> **THINGS TO DO**
• A. In the cleft surgery post, what does Eyayaw hope to study at the University of Bahir Dar?
• B. Reproduce, word for word, the part of the cleft surgery post that opens with the words containing "At the gateway" and closes with "and study Economics.".

Waiting, Hoping, Praying

Sally Lannin ~ CSI Team Member

Surgery day two: We arrived again to a jam-packed hallway – a combination of our registered patients, hopeful potential patients, and an assortment of supportive fathers, grandmothers, best friends who helped those in need find their way to us.

At the gateway point here the Medical Records station greets each person who comes through; today a man and his daughter with a cleft arrived after walking 9 hours to reach a bus which took them most of another day to get to the hospital.

  

Eyayaw, a 25-year-old young man whose aunt lives in Bahir Dar heard CSI was coming to town. He came by bus despite living 200 km away. He was born with a partial cleft and has been mocked since he was a child. He said he feels “lots of happiness” now that his lip will be fixed. He said “kids here give you all kinds of names like “split lip”. His father is a priest who accompanied him, praying for a safe and positive outcome while his son was in surgery. After surgery the first thing he asked for was a small shard of mirror to see the results. Eyayaw hopes to go to University of Bahir Dar and study Economics.

> **EXERCISE DATA**
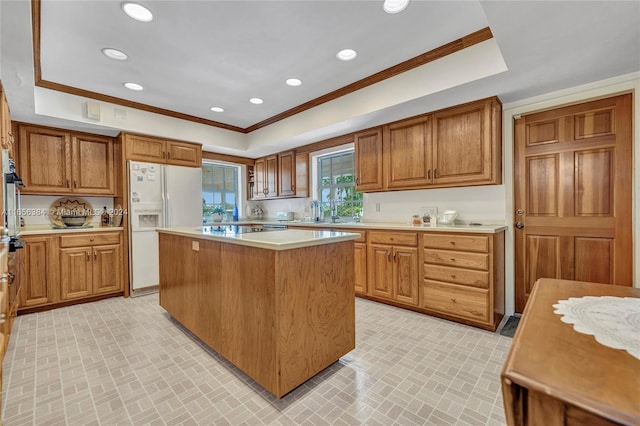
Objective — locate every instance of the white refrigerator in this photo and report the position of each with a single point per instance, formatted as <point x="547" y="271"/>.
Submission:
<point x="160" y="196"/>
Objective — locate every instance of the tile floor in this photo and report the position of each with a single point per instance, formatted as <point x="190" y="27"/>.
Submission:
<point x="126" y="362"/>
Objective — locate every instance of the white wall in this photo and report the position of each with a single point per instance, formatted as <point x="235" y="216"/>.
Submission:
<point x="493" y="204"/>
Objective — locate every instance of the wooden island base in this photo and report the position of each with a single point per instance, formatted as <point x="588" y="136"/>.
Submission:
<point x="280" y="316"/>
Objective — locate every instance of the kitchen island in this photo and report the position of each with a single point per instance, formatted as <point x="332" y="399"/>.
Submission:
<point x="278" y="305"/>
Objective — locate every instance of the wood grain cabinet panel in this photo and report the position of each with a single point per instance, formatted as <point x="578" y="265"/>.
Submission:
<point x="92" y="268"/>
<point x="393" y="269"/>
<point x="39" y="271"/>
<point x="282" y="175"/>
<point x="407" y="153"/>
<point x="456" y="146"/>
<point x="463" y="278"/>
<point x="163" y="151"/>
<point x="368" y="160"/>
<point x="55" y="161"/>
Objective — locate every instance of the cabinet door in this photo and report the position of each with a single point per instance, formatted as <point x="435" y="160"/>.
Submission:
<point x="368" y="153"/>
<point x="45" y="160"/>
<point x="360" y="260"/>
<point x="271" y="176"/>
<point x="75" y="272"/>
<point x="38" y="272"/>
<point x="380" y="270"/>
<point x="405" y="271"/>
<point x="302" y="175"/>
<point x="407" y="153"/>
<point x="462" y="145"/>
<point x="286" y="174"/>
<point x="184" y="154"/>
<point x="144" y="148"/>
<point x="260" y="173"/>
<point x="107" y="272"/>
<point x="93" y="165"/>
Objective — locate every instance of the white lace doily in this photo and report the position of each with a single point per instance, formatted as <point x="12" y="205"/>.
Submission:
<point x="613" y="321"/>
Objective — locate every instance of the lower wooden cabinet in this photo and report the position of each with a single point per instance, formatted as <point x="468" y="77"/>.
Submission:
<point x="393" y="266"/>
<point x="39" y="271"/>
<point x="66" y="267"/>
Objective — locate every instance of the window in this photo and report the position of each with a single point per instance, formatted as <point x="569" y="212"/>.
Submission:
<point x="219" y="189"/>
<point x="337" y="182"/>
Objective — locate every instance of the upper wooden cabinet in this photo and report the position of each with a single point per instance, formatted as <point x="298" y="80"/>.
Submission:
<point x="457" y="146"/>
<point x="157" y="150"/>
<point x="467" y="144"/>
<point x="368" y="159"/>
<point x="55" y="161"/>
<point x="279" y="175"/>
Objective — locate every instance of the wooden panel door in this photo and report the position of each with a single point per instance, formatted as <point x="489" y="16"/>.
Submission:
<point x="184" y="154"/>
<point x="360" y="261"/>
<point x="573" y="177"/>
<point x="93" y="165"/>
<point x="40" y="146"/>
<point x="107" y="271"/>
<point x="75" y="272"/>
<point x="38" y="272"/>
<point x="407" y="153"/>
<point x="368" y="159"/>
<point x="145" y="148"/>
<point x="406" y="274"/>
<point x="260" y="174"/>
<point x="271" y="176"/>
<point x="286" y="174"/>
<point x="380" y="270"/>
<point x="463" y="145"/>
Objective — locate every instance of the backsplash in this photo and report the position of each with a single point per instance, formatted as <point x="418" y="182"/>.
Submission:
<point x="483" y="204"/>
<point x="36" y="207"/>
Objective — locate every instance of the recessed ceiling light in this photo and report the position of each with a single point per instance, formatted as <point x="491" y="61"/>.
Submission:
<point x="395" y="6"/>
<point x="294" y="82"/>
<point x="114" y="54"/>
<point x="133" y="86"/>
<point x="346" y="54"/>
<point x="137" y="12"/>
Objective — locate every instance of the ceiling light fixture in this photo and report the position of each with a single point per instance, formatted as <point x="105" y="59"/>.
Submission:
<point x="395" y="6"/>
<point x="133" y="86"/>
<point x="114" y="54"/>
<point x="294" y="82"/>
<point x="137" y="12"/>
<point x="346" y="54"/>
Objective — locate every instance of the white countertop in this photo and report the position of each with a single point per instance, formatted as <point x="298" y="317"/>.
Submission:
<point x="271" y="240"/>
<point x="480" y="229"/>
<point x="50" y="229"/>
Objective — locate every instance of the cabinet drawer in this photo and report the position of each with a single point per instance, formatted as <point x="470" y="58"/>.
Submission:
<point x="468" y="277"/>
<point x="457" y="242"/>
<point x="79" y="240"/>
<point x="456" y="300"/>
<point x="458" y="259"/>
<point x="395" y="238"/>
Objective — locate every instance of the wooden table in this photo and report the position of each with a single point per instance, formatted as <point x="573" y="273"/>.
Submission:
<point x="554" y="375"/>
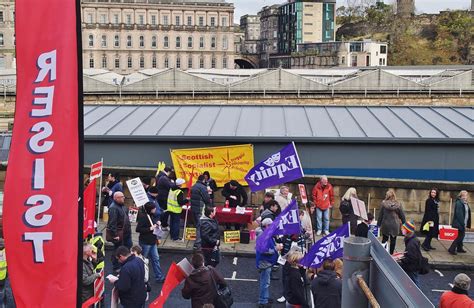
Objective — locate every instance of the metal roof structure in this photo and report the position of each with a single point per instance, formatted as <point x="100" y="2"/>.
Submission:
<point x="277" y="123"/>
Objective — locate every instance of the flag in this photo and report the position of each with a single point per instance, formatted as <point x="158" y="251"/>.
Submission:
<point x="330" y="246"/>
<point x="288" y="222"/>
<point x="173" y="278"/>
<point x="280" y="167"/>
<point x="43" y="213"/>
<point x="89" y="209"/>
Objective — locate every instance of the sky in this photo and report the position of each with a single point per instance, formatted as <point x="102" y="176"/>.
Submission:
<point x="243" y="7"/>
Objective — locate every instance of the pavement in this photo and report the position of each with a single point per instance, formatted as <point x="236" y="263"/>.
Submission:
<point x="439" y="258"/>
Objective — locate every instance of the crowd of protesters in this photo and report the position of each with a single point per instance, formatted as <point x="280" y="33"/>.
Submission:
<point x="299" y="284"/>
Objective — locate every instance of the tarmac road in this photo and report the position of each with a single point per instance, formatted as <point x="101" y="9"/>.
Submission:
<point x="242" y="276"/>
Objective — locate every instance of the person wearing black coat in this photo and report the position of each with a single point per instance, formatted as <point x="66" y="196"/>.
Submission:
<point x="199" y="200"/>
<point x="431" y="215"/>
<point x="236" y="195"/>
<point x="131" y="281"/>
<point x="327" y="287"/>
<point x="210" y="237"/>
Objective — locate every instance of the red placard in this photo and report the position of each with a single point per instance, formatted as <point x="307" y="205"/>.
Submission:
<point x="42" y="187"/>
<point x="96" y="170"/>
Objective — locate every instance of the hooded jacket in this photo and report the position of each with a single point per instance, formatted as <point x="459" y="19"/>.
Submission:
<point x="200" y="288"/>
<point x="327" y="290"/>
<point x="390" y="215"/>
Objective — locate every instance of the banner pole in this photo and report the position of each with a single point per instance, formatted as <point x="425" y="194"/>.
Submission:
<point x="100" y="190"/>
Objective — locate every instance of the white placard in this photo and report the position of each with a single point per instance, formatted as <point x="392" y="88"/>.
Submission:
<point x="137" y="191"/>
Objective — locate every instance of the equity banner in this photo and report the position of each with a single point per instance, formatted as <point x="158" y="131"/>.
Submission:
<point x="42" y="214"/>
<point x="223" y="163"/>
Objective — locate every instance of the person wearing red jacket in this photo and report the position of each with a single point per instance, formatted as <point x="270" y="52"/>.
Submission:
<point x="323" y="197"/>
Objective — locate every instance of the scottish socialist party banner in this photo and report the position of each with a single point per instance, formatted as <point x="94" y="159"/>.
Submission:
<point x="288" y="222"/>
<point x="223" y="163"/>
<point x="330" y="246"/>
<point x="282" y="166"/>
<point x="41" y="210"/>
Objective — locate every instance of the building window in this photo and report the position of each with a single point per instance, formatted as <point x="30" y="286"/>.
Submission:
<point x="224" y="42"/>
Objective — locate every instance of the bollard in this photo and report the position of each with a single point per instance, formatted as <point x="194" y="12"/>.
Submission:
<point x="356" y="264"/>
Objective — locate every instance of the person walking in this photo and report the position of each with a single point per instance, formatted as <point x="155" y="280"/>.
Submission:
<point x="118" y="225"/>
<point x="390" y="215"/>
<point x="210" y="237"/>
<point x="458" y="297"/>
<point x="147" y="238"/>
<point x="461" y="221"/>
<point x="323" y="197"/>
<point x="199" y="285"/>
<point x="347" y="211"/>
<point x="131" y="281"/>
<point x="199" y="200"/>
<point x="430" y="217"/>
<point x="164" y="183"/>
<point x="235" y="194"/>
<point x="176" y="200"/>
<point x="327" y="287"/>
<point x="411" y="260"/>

...

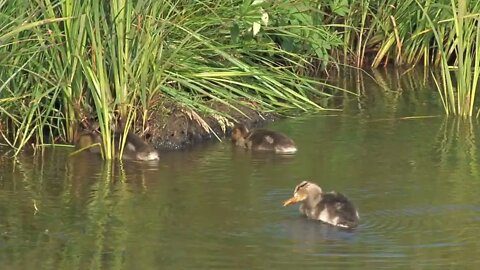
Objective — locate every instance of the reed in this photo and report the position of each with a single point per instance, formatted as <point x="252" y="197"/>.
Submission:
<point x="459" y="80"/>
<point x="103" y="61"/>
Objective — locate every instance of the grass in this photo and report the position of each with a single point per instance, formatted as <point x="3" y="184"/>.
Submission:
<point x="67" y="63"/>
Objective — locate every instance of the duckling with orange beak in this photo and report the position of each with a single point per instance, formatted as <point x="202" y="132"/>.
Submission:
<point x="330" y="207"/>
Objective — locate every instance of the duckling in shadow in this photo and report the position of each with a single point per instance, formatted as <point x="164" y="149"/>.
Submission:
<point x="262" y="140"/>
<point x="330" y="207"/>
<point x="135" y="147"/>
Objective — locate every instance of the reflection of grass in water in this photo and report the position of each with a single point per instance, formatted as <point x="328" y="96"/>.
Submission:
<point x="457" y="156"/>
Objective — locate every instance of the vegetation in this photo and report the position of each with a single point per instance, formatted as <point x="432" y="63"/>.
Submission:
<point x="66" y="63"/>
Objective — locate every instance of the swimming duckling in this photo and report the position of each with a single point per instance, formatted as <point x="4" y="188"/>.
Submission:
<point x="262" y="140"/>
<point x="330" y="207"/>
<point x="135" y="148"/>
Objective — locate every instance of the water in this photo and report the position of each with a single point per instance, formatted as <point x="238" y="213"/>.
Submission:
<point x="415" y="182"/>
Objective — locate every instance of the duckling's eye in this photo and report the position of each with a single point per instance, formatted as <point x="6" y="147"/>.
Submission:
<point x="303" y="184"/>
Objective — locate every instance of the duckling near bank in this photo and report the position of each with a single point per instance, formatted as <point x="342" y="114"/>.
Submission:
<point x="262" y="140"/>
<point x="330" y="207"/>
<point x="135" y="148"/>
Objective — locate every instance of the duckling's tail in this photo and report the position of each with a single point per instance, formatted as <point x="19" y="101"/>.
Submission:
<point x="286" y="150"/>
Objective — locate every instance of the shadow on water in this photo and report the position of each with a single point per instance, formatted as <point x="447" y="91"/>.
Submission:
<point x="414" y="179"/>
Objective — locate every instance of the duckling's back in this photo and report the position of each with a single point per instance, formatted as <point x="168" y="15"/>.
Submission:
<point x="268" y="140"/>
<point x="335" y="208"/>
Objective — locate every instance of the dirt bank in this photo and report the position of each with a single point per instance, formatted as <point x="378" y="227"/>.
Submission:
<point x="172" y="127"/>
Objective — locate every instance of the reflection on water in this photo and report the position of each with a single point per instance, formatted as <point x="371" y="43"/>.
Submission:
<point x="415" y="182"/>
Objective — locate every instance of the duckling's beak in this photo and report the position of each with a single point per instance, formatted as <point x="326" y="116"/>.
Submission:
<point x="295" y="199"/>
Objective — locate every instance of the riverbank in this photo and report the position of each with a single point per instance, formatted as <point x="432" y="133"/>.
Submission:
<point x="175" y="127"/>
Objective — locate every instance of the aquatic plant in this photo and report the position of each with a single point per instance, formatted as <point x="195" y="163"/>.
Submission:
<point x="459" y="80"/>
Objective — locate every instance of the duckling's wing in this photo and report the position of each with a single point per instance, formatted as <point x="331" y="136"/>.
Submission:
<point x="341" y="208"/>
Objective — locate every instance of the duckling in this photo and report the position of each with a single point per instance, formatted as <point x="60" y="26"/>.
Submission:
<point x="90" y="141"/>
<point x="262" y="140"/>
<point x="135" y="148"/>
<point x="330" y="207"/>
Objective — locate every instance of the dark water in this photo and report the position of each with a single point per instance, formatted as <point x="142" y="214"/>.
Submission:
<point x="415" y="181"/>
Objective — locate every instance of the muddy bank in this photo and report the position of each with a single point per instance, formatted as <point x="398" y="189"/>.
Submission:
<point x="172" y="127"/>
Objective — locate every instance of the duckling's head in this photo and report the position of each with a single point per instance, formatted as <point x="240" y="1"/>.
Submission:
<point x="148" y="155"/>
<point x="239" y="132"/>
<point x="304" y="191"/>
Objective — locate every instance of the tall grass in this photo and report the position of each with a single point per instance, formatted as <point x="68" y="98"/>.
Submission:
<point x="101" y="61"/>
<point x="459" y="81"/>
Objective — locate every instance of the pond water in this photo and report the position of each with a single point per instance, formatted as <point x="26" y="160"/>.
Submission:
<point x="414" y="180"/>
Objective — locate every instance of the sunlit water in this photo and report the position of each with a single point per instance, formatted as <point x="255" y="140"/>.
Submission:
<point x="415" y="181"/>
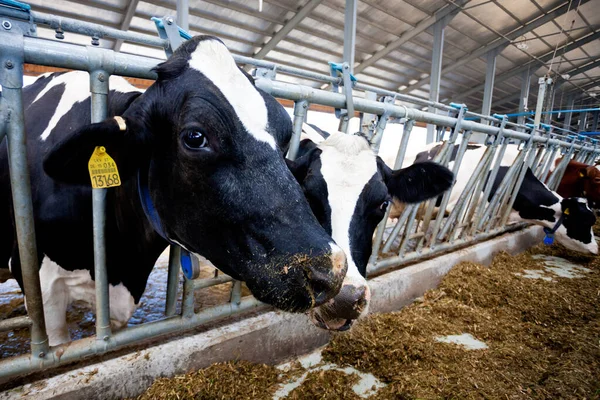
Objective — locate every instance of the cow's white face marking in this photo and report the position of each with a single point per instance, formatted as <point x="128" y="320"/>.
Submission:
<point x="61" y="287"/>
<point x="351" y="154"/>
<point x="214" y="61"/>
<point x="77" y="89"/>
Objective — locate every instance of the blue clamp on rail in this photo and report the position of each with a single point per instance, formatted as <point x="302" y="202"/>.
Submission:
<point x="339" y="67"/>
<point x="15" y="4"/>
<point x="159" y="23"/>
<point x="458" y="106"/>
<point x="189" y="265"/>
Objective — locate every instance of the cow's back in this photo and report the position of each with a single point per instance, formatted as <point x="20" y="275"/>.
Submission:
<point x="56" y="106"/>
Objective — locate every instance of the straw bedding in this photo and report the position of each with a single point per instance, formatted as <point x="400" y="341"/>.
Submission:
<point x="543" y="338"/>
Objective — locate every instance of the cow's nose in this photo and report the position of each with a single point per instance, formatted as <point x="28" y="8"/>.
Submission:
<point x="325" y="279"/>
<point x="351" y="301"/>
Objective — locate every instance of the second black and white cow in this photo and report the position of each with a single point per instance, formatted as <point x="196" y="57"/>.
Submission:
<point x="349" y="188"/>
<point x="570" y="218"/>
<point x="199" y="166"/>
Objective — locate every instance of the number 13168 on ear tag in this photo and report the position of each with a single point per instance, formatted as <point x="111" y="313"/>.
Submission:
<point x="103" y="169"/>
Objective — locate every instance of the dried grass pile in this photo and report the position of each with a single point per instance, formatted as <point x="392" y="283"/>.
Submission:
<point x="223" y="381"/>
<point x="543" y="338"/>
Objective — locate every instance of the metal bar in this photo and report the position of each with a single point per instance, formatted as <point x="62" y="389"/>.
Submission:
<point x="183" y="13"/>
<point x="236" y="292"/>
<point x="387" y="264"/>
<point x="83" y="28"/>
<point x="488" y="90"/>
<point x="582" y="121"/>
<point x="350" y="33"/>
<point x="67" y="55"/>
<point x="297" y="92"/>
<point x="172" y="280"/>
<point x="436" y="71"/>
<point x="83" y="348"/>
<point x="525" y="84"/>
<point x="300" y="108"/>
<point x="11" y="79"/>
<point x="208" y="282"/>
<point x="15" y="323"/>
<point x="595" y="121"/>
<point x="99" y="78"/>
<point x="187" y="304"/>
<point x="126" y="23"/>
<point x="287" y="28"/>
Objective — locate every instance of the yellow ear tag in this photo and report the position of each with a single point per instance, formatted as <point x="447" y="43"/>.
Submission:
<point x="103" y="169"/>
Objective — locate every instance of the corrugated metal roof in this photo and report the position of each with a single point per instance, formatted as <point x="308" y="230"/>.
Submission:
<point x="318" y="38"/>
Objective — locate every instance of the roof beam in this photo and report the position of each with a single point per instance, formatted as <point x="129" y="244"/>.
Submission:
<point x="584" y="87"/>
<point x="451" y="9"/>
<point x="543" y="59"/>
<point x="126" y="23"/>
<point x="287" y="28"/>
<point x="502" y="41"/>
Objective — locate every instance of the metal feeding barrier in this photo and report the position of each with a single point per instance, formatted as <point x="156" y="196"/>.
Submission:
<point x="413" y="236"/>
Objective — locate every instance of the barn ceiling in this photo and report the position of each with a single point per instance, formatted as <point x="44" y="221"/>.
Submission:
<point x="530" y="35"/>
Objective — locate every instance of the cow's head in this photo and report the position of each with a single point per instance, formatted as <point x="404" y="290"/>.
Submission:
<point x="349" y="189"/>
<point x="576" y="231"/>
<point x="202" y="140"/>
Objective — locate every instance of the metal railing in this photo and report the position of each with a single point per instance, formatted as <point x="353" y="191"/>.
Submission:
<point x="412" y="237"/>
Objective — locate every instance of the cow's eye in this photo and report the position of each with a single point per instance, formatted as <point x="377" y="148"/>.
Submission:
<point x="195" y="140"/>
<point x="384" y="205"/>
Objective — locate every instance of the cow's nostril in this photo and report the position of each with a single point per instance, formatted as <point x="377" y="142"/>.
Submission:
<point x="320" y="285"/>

==

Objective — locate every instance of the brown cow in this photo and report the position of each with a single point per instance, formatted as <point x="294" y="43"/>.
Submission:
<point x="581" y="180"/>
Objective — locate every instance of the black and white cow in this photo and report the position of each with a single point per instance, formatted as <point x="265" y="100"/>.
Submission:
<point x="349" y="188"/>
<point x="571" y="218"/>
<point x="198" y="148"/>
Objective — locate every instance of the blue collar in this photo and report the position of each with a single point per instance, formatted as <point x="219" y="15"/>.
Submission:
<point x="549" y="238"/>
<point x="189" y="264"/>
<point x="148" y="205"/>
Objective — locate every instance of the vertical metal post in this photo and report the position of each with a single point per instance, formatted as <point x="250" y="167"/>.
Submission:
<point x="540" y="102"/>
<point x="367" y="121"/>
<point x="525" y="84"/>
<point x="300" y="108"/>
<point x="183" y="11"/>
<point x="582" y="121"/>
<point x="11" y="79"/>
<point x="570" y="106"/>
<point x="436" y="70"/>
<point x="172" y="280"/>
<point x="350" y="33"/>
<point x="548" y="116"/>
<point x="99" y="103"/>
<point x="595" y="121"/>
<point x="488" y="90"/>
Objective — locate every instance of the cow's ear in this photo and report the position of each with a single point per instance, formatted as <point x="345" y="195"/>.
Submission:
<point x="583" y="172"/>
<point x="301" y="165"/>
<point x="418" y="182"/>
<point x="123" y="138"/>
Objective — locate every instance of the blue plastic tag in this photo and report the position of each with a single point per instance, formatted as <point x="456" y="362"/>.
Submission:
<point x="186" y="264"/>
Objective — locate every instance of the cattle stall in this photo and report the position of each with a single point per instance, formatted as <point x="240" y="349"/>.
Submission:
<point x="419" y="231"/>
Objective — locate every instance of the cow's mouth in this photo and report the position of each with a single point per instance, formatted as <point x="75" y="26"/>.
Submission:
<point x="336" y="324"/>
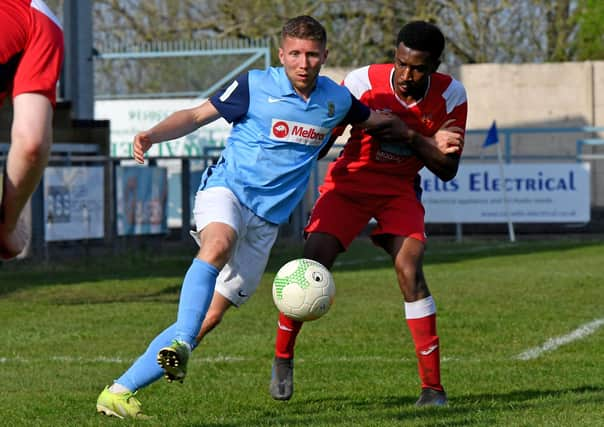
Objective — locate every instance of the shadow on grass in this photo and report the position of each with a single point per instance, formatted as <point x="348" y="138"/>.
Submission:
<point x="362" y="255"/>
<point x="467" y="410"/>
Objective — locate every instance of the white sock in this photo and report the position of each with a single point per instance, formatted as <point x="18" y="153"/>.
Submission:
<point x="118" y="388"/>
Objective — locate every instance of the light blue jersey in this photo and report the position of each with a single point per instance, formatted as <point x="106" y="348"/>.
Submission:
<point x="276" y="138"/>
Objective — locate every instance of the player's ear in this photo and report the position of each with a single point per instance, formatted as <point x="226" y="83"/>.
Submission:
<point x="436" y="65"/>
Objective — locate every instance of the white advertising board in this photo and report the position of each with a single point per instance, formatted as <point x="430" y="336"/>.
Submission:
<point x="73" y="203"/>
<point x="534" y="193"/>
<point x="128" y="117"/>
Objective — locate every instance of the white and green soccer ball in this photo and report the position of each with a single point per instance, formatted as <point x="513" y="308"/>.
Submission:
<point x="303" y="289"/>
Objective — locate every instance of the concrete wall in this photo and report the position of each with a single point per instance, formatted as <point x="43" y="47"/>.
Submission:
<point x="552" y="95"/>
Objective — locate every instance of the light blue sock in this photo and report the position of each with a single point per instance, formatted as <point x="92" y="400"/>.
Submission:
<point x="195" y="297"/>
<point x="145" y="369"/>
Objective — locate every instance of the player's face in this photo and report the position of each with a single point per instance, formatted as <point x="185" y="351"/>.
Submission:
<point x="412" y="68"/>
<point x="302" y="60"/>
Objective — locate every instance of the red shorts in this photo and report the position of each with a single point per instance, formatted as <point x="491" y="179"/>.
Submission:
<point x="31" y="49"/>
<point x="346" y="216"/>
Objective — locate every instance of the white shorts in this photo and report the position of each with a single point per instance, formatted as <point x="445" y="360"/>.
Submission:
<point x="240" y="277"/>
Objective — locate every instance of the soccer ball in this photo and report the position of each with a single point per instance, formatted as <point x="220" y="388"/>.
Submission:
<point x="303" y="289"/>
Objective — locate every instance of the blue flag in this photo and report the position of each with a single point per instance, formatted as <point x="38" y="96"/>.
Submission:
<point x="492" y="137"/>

> **ANSWERS IN ORDER**
• A. Economics.

• B.
At the gateway point here the Medical Records station greets each person who comes through; today a man and his daughter with a cleft arrived after walking 9 hours to reach a bus which took them most of another day to get to the hospital.

  

Eyayaw, a 25-year-old young man whose aunt lives in Bahir Dar heard CSI was coming to town. He came by bus despite living 200 km away. He was born with a partial cleft and has been mocked since he was a child. He said he feels “lots of happiness” now that his lip will be fixed. He said “kids here give you all kinds of names like “split lip”. His father is a priest who accompanied him, praying for a safe and positive outcome while his son was in surgery. After surgery the first thing he asked for was a small shard of mirror to see the results. Eyayaw hopes to go to University of Bahir Dar and study Economics.